──────── Text to read ────────
Syllabus for INST 380:



Spring term, 2006

Day Section (-01)

(Revised and Official as of 4/02/06)

Dr. Paul A. Laughlin, Instructor
Office: Towers 322 -- Office phone: 823-1510
Office Hours: 11-11:50 a.m. (TTh)



This course is an examination of human nature from the standpoint of the world's great religious traditions. After initial considerations of the concept of religion itself, as well as some attention to pre-historic, non-literate, and tribal (e.g., African) religions and Western religious traditions (e.g., Judaism and Islam), the course will then focus on the less familiar major religions of South, East, and Southeast Asia (i.e., those originating in India and China): Hinduism, Buddhism, Confucianism, and Taoism. Throughout the course, the views of these "exotic" religious traditions regarding human nature and related matters will be compared and contrasted with those of the Judaeo-Christian tradition, which serves as the norm for most American religious experience, belief, thought, and practice.

The format of the course will combine lectures, multimedia presentations, and in-class discussion, with outside readings.


The principal goals of the course are:

(1) to convey an understanding of religion in its broadest generic sense (i.e., beyond this or that particular religion, sect, denomination or cult), and of the incredible diversity of beliefs and practices that are covered by the terms "religion" and "religious" in that comprehensive sense;

(2) to provide an overview of the history of religions, indicating where the world's great religions fit, both chronologically and typologically;

(3) to distinguish between Western and Non-Western patterns of religious thought, especially as regards human nature and related issues;

(4) to demonstrate how the major religions of southern and eastern Asia fit and exemplify the Non-Western pattern, and thus contrast with the Western religions with which most Americans are more familiar;

(5) to instill a working knowledge of the cultural contexts in which the Non-Western religions emerged and flourished, as well as a familiarity with the languages in which the actual terminology of each religion was framed;

(6) to assist the participants in clarifying their own religious (and/or philosophical) perspectives as well as their understandings of human nature in light of the many options available among the world's religious traditions, and especially the Non-Western.

All Integrative Studies courses are designed to help students to):

       1. understand human nature and the many facets of our being more fully;
       2. think critically and creatively;
       3. communicate their thoughts accurately and effectively in writing and
       4. develop competencies in a broad range of disciplines in the liberal
           arts and sciences;
       5. make integrative connections across disciplines, and to
           engage complex problems with interdisciplinary knowledge;
       6. identify their beliefs and extend their knowledge of ethical and
           spiritual issues to create a broader understanding and tolerance;
       7. know how to access and evaluate information, resources, and
           technology and apply them in the appropriate context.

No INST course addresses all of these to the same extent, but INST 380 is designed to speak to as many as possible.  The major issues addressed in the course have marked implications for understanding human nature, and attempts to approach that theme critically and creatively.  (Goals 1 and 2.)  Given the complexity of the subject of religion itself, the academic study of it is quintessentially interdisciplinary (Goal 4), and INST 380 makes explicit connections with other disciplines as a matter of routine (Goal 5).   So encompassing is the purview of INST 380 and so many are the connections with disciplines beyond religion or philosophy, in fact, that many students have come to regard it as a kind of informal capstone to much of what they have learned previously in the Integrative Studies sequence.  Perhaps the most addressed goal  in  INST 380, however,  is number 6, for it approaches all of the major world religions and any philosophies that they generate both critically and sympathetically, as noble traditions that deserve both respect and intelligent reflection that asks serious questions.  The least addressed goals in INST 380 are the third and seventh, largely because of the size of the classes and the format of the course, which make lengthy and frequent writing assignments, student presentations, and extensive research projects impractical.
──────── Material to process ────────
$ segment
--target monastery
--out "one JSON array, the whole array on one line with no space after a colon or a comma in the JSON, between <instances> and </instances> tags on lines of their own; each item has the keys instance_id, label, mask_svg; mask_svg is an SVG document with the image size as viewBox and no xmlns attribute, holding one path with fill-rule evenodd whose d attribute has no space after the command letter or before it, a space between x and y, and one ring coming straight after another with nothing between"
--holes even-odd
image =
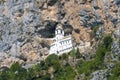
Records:
<instances>
[{"instance_id":1,"label":"monastery","mask_svg":"<svg viewBox=\"0 0 120 80\"><path fill-rule=\"evenodd\" d=\"M61 24L57 25L55 30L55 37L53 38L53 43L50 46L50 54L61 55L67 53L73 49L72 36L64 36L64 30Z\"/></svg>"}]
</instances>

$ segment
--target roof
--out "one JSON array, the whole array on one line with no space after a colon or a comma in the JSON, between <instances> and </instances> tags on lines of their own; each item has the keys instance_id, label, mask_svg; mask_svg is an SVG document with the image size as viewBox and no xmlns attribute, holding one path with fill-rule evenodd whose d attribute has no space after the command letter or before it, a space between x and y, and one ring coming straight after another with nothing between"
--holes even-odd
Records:
<instances>
[{"instance_id":1,"label":"roof","mask_svg":"<svg viewBox=\"0 0 120 80\"><path fill-rule=\"evenodd\" d=\"M59 24L57 25L57 28L56 28L56 29L63 29L63 28L62 28L62 24L59 23Z\"/></svg>"}]
</instances>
────────
▸ **Task A**
Render every line of the two segmentation records as a Markdown table with the columns Row and Line, numbering the rows and omitting blank lines. Leave out the pictures.
▸ **Task B**
Extend the INST 380 syllabus from its final sentence onward.

▸ **Exercise output A**
| Row | Line |
|---|---|
| 1 | $ segment |
| 2 | --target monastery |
| 3 | --out "one JSON array, the whole array on one line with no space after a colon or a comma in the JSON, between <instances> and </instances> tags on lines of their own; each item has the keys instance_id, label, mask_svg; mask_svg is an SVG document with the image size as viewBox and no xmlns attribute, holding one path with fill-rule evenodd whose d attribute has no space after the command letter or before it, a space between x and y, and one ring coming straight after another with nothing between" |
| 4 | --holes even-odd |
| 5 | image = |
| 6 | Records: |
| 7 | <instances> |
| 8 | [{"instance_id":1,"label":"monastery","mask_svg":"<svg viewBox=\"0 0 120 80\"><path fill-rule=\"evenodd\" d=\"M61 24L57 25L55 30L55 37L53 38L53 43L50 46L50 54L61 55L67 53L73 49L72 36L64 36L64 30Z\"/></svg>"}] |
| 9 | </instances> |
| 10 | $ segment |
| 11 | --target roof |
| 12 | --out "one JSON array, the whole array on one line with no space after a colon or a comma in the JSON, between <instances> and </instances> tags on lines of their own; each item has the keys instance_id, label, mask_svg; mask_svg is an SVG document with the image size as viewBox and no xmlns attribute, holding one path with fill-rule evenodd whose d attribute has no space after the command letter or before it, a space between x and y, and one ring coming straight after another with nothing between" |
| 13 | --holes even-odd |
| 14 | Records: |
| 15 | <instances> |
| 16 | [{"instance_id":1,"label":"roof","mask_svg":"<svg viewBox=\"0 0 120 80\"><path fill-rule=\"evenodd\" d=\"M59 24L57 25L57 28L56 28L56 29L63 29L63 28L62 28L62 24L59 23Z\"/></svg>"}] |
| 17 | </instances> |

▸ **Exercise output B**
(1) Class Participation -- Regular attendance at all class sessions is expected, and contributions of thoughtful questions and comments are always welcome and encouraged.  Attendance will be taken and absences will have a negative effect on the "Participation" portion of the course grade.  (See below.)  

(2) Reading -- There are four required textbooks for this course (all available in the Otterbein Bookstore and elsewhere):

Eric Butterworth, Discover the Power within You:
A Guide to the Unexplored Depths Within
(HarperSanFrancisco, 1992)

Thich Nhat Hanh, Peace Is Every Step (Bantam, 1991)
Benjamin Hoff, The Tao of Pooh (Penguin, 1982)
Paul Alan Laughlin, Getting Oriented: What Every Christian
        Should Know about Eastern Religions, but Probably
(Polebridge Press, 2005)
Lao Tzu, Tao Te Ching (handout)
Tammy Immell, Integrative Studies Reader (McGraw-Hill
        Custom Publishing, 2004)
Readings in Zen (hand-out)
The Upanishads (selections -- handout)
Laughlin, "Judaism and Islam" (handout)
These texts will be assigned, for the most part, according to a set schedule (see below), and are to be read by the Thursday class session of the week for which they are designated (which is to say, "in advance").  A few other short readings may be assigned from time to time throughout the course.  Note: you typically will be quizzed on assigned readings before they are covered in class.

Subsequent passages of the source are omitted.